__Passage shown__
########################################
While total investment sales activity in the retail real estate sector remains slow, single-tenant net lease deals are picking up steam, according to industry insiders.

The lower price tags associated with single-tenant properties have translated into greater demand from investors. Meanwhile, the easier risk assessments inherent in deals involving single tenants with long-term leases make net lease acquisitions seem like a safer bet to lenders. As a result, in the first quarter of this year, there was an appreciable uptick in transaction volume compared to the first quarter of 2009, and on some of the highest quality assets, cap rates declined.

“These deals aren’t trading on pure real estate; they are trading on the credit of the tenant [as well.] That adds value in a tough market,” says Kris Cooper, managing director with the retail capital markets at Jones Lang LaSalle, a Chicago-based real estate services firm. “And a lot of those deals are done long term, with 10-year, 15-year, 20-year leases, so you have a lot of stability, a lot of security.”

Because of net lease deals’ perceived stability, the sales volume in the sector hasn't dropped as far during the down cycle as it has for overall retail investment sales. While total sales declined about 80 percent from mid-2007 through mid-2009, sales of net lease properties decreased by only about 40 percent, according to Bernard J. Haddigan, senior vice president and managing director of the national retail group with Marcus & Millichap Real Estate Investment Services, an Encino, Calif.-based firm.

Even during the deep freeze of 2009, single tenant assets occupied by the likes of McDonald’s and AutoZone continued trading, says Jon Adamo, vice president of dispositions with National Retail Properties Inc., an Orlando, Fla.-based REIT specializing in single-tenant net lease investments. And now that financing has become easier to obtain and tenants are once again talking about expansion, investors are starting to target larger properties in major metro markets. Among these are well-performing drugstores including CVS and Walgreens; dollar stores and bank branches for large national banks like Chase and Bank of America, according to Adamo.

Brokers note that though there has been less interest from 1031 exchange buyers (simply because in today’s market those buyers have fewer gains to protect), high net worth individuals and newly formed funds continue to have an appetite for single-tenant net lease deals. While last year many of the deals that closed were in the $1 million to $2 million range, in the first quarter of 2010 there were more transactions with $5 million and $6 million price tags, says Randy Blankstein, president with Northbrook, Ill.-based net lease brokerage firm The Boulder Group.
########################################
Extend the article on single-tenant net lease deals in retail real estate, starting after its final sentence.
########################################
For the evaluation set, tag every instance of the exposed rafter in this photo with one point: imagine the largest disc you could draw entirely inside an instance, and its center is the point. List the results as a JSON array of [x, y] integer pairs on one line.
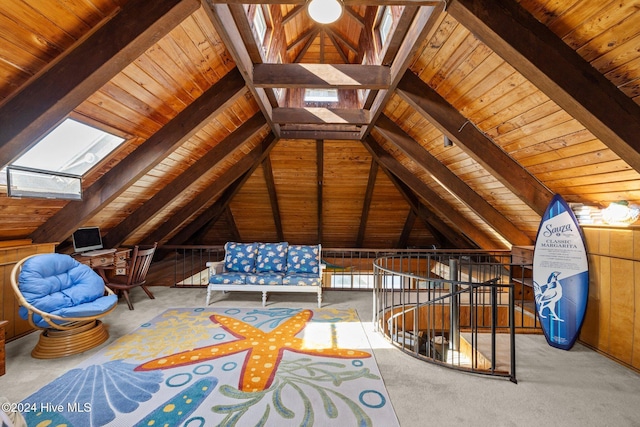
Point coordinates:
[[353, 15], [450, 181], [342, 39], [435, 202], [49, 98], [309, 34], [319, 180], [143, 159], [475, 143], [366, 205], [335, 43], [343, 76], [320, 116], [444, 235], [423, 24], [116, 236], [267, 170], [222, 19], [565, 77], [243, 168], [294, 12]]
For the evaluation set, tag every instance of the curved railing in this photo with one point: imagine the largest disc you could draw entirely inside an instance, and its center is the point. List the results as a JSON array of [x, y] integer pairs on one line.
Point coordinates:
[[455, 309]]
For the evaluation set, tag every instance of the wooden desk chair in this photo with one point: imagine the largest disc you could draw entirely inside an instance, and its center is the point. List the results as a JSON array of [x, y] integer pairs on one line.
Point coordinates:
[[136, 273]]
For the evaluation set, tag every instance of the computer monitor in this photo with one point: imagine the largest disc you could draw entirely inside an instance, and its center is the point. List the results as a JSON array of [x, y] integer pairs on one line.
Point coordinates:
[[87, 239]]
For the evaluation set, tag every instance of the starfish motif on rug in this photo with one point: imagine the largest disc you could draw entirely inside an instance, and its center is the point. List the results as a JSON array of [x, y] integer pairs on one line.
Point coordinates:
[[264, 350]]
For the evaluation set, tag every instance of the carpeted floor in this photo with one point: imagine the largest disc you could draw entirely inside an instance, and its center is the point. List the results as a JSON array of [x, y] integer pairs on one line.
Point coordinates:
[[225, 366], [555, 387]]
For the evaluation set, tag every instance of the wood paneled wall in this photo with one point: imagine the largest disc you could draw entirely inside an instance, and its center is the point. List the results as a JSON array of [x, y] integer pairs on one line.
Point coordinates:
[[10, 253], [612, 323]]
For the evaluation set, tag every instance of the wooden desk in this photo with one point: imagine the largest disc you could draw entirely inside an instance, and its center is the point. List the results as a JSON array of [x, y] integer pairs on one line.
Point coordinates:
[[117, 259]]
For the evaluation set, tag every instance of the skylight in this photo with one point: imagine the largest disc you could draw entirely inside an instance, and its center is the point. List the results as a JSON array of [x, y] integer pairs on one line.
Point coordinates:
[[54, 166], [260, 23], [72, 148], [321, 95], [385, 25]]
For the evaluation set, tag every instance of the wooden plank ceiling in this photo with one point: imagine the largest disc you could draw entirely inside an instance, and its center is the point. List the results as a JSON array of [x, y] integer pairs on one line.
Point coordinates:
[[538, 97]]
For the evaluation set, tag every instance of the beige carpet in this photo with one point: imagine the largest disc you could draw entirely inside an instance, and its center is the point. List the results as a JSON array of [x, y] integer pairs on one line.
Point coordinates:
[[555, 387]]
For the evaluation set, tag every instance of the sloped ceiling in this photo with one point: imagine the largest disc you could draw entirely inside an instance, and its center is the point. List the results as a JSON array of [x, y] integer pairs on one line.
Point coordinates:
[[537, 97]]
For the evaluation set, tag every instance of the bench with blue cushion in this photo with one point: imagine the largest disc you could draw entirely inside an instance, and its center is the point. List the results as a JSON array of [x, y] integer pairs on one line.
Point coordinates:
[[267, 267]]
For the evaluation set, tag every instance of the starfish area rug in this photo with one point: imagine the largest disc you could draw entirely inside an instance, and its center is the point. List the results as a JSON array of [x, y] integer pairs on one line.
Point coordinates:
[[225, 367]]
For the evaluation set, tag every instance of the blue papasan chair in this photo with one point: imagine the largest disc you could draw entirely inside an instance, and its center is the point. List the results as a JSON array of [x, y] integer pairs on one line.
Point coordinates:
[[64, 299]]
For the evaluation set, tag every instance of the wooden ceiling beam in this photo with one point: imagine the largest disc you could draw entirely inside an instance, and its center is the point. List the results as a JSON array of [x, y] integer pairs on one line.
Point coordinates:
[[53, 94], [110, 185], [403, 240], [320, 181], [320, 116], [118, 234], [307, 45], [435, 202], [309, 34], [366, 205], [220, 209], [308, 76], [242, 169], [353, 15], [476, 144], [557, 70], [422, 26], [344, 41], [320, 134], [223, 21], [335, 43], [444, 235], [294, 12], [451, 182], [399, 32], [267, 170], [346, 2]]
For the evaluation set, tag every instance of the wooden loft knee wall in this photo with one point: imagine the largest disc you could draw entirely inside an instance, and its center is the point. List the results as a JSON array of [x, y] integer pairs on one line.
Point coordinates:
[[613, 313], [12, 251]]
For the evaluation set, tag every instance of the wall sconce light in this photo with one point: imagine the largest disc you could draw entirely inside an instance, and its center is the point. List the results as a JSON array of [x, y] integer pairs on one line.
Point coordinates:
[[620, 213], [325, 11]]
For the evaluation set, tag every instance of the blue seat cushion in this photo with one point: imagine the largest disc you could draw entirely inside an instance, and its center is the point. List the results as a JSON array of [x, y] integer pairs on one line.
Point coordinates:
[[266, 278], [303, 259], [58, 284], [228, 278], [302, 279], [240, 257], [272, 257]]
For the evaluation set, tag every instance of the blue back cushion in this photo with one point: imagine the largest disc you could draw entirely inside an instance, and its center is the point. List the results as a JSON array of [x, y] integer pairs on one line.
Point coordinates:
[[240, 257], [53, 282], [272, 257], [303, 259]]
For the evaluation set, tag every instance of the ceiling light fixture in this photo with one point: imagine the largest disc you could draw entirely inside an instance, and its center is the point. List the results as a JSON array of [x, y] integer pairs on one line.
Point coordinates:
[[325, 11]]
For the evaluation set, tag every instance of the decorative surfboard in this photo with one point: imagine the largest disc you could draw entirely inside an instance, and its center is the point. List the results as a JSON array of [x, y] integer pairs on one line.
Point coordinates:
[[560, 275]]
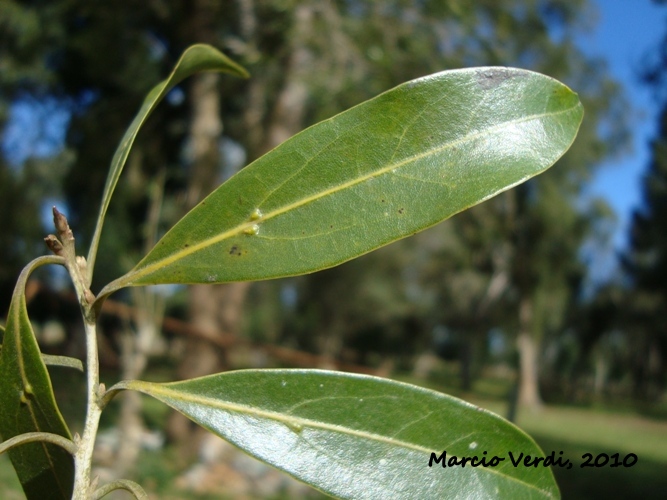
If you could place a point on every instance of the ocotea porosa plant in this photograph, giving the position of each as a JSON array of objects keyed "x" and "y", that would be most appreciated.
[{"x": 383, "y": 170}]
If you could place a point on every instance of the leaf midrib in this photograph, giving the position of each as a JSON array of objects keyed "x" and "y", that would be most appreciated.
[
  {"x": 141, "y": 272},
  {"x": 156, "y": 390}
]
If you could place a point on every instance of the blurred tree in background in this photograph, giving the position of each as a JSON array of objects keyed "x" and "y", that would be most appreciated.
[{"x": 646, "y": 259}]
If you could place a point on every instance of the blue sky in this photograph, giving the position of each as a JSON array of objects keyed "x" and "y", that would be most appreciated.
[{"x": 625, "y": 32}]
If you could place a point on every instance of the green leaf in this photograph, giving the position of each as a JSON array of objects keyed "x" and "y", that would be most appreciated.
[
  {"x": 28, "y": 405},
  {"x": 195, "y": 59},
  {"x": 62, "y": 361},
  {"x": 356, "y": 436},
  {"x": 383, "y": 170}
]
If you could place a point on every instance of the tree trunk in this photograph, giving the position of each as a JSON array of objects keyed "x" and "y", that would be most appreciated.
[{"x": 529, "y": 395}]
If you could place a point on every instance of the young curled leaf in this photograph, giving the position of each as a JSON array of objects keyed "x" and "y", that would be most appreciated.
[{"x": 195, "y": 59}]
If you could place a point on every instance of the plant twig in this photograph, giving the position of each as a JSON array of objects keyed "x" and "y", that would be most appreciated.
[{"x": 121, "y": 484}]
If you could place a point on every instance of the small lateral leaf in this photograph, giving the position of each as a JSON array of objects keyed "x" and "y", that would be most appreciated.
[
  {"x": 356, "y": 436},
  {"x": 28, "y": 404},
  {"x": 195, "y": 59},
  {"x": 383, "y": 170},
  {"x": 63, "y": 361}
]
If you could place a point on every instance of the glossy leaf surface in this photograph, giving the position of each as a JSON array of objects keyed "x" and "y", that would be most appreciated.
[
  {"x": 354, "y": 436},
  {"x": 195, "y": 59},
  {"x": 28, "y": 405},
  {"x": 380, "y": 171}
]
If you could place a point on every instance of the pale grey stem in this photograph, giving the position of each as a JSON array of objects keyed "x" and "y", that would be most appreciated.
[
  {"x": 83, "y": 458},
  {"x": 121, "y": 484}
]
########################################
__The result__
In part that’s a function of financing availability—loans for transactions larger than $8 million are still difficult to get, he notes. But on smaller deals involving a good credit tenant it’s possible to secure conservative financing with a 70 percent LTV ratio and an interest rate of approximately 6.25 percent, with a five-year term and a 25-year amortization schedule. (That’s not far off the historical norms of 80 percent LTVs, 10-year terms and 30-year amortization schedules.)

In addition, Blankstein notes that approximately 30 percent of net lease transactions today are done on an all-cash basis.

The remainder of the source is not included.